**Problem**
Scan the listing below for the word "soldier" and copy every line that has it.

**Provided data**
◇ ◇ ◇ ◇ ◇
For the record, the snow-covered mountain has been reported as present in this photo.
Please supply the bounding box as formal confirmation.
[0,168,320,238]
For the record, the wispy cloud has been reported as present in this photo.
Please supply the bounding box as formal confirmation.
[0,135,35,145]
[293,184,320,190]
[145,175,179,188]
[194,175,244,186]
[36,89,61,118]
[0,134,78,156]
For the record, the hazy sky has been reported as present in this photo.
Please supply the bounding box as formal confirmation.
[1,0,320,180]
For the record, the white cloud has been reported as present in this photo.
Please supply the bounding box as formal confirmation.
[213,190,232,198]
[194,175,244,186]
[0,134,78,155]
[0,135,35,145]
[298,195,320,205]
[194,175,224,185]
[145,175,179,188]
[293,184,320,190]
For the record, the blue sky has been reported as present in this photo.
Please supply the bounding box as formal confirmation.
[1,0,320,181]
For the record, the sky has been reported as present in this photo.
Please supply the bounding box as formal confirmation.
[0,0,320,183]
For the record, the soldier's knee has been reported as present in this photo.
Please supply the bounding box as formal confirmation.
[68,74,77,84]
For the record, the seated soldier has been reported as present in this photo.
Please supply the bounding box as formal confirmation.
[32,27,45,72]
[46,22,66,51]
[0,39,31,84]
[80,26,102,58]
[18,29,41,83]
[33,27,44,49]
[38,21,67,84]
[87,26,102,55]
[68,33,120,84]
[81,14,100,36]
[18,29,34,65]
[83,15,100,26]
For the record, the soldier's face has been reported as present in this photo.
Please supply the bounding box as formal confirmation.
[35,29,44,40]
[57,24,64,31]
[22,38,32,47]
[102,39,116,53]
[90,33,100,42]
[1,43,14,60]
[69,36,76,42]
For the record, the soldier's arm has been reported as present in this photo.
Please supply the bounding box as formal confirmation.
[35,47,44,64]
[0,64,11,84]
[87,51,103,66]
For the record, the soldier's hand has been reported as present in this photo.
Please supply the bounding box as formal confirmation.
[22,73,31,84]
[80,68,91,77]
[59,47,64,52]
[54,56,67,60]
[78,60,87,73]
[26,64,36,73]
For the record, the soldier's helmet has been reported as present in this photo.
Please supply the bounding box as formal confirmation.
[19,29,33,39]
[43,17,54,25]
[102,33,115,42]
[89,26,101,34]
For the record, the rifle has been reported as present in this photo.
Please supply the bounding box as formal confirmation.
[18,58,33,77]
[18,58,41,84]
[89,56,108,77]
◇ ◇ ◇ ◇ ◇
**Written response**
For the record, the soldier's knee has been reported as present in this photo.
For the record, the seated soldier has been reported as present in this photo.
For the record, the soldier's face has been reported as present in this photo.
For the record, the soldier's arm has been reported as present in this photo.
For the record, the soldier's hand has been reported as present in this photo.
For the record, the soldier's helmet has been reported as present in this photo.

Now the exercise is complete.